Top of TEXT FOR ANALYSIS
Redoxfluor then was expressed in the yeast Saccharomyces cerevisiae and Chinese hamster ovary (CHO) cells (with optimized codon usage), which subsequently were subjected to conventional FRET imaging analysis (Fig. 3). We observed a change in the cytosolic FRET image of the C probe from green (reducing) to blue (oxidizing) in response to the treatment of both types of cell with either oxidative agents such as H₂O₂ or nonoxidative reagents, such as 3-amino-1,2,4-aminotriazole (ATZ), an inhibitor of catalase, or buthionine sulfoximine (BSO), an inhibitor of glutathione synthesis (Fig. 3A and B; also see Videos S1 and S2 in the supplemental material). In contrast, neither ATZ nor BSO led to a change in the FRET signal in vitro (Fig. 1C), indicating that the observed change in the FRET signal in vivo reflects an effect upon cellular metabolism rather than a direct effect of these reagents on the C probe. Similar results were obtained in cells of the methylotrophic yeast Pichia pastoris expressing the C probe (see Fig. S2 in the supplemental material).

FIG. 3.

Visualization of the redox state in yeast and CHO-K1 cells. (A) Imaging of the FRET signal generated by wild-type (C probe) or mutant (A probe) Redoxfluor in S. cerevisiae in response to H₂O₂ (100 μM), ATZ (10 mM), or BSO (100 μM). Following the exposure of cells to H₂O₂ or ATZ, the cells were incubated in fresh (drug-free) medium and were monitored at the indicated times. Bar, 2 μm. (B) The FRET ratio imaging of C probe in CHO-K1 cells in response to H₂O₂ (100 μM) or ATZ (10 mM) (see Videos S1 and S2 in the supplemental material). The ATZ treatment of CHO-K1 cells expressing A probe did not show a C probe-like FRET response, although a slight FRET change due to the inherent redox-responsive nature of the fluorescent protein was observed. Bar, 10 μm. (C) From the microscopic analyses shown in panel B, the relative values of the FRET signal intensity of the C probe before and after H₂O₂ or ATZ treatment were plotted.

The analysis of cells following the removal of H₂O₂ or ATZ from the culture media led to the reduction of the redox state of the cytosol (Fig. 3A and B), demonstrating that the C probe responds to the redox state in a reversible manner in yeast and CHO cells. This reversibility of the C probe response was seen even in the presence of cycloheximide (see Fig. S3 in the supplemental material), demonstrating that the reversibility of the probe response was real and not merely due to the synthesis of new probe following the washout of the drug.

Redox state within peroxisomes.

We next genetically engineered derivatives of the Redoxfluor C and A probes harboring C-terminal peroxisome targeting signal 1 (PTS1) (22). The subcellular localization of these probe proteins exhibited a punctate pattern when expressed in wild-type CHO cells (Fig. 4 A), but they exhibited a disperse pattern of distribution following expression in temperature-sensitive, pex5 mutant CHO cells (ZP105), which verifies the targeting of the probe proteins to the peroxisome.

FIG. 4.
Bottom of TEXT FOR ANALYSIS
**TASK LIST:**
1) Write out the text on the Redoxfluor probe again, starting with "Redox state within" and going on through "to the peroxisome.", and switch "CHO cells" to "hamster ovary cells".
2) Pick up the text on the Redoxfluor probe at the point where it stops, and continue it.
Top of GIVEN DATA
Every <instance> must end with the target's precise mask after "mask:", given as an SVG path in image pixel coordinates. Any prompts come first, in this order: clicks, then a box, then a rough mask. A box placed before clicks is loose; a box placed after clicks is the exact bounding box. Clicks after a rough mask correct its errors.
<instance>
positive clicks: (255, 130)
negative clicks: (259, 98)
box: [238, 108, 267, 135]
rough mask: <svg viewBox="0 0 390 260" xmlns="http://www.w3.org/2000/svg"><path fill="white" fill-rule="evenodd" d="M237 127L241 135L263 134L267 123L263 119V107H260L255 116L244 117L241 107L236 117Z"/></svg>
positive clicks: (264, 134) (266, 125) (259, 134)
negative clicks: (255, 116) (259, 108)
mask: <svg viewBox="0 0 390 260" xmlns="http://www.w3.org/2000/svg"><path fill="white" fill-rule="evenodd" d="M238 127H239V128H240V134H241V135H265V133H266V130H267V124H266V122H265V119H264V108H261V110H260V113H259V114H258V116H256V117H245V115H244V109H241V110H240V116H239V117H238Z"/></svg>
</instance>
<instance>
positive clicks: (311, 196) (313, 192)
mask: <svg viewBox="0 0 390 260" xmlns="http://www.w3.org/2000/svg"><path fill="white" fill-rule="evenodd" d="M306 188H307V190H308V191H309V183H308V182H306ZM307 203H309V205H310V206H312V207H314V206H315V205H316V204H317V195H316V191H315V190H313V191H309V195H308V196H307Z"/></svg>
Bottom of GIVEN DATA
**ANSWER LIST:**
1)
Redox state within peroxisomes.

We next genetically engineered derivatives of the Redoxfluor C and A probes harboring C-terminal peroxisome targeting signal 1 (PTS1) (22). The subcellular localization of these probe proteins exhibited a punctate pattern when expressed in wild-type hamster ovary cells (Fig. 4 A), but they exhibited a disperse pattern of distribution following expression in temperature-sensitive, pex5 mutant hamster ovary cells (ZP105), which verifies the targeting of the probe proteins to the peroxisome.

2)
Targeting of Redoxfluor to peroxisomes in mammalian and yeast cells. (A) The intraperoxisomal redox state assessed by C probe-PTS1 is more reductive than the cytosolic redox state in wild-type CHO cells. The FRET ratio images of A probe-PTS1 (lacking the redox-sensitive cysteine residues) and of cytosolic C probe also are shown as controls. Bar, 10 μm. The FRET values of the Redoxfluor probes are normalized to the value generated with the cytosolic C probe, which was arbitrarily set to 1.0. (B) The intraperoxisomal C probe is functional (CHO cells). The intraperoxisomal redox change represented by the FRET ratio imaging of C probe-PTS1 (also see Video S3 in the supplemental material). (C) P. pastoris wild-type strain PPY12 expressing C probe-PTS1 was transferred to oleate or methanol medium for the induction of peroxisome proliferation and was subjected to fluorescence microscopy for the FRET ratio imaging. Bar, 2 μm.

Using these peroxisome-targeted probes, we found that the intraperoxisomal redox state is more reductive than that of the cytosol in wild-type CHO cells (Fig. 4A). We observed that both the cytosolic and intraperoxisomal redox states became oxidative following the exposure of the cells to either ATZ or H₂O₂ (Fig. 4B; also see Video S3 in the supplemental material), thereby demonstrating that the C probe functioned normally in peroxisomes and that the peroxisomes were in a reductive state in CHO cells.

We next introduced the peroxisome-targeted Redoxfluor into the methylotrophic yeast P. pastoris. In this yeast, peroxisomes can be induced by culture on either oleate or methanol as a sole carbon source. The oleate-induced peroxisomes contain a fatty acid β-oxidation system similar to that in mammalian peroxisomes, whereas methanol-induced peroxisomes contain enzymes for methanol metabolism that are specific to the methylotrophic yeasts. We performed the FRET ratio analysis in these cells and observed that the redox state within the oleate-induced peroxisomes was more reductive than that in the methanol-induced peroxisomes (Fig. 4C). These results demonstrate that changes in the intraperoxisomal redox state can be monitored using Redoxfluor and that the redox state within peroxisomes depends on the carbon source used to induce peroxisome proliferation.

Cytosolic redox state within peroxisome assembly mutant cell lines.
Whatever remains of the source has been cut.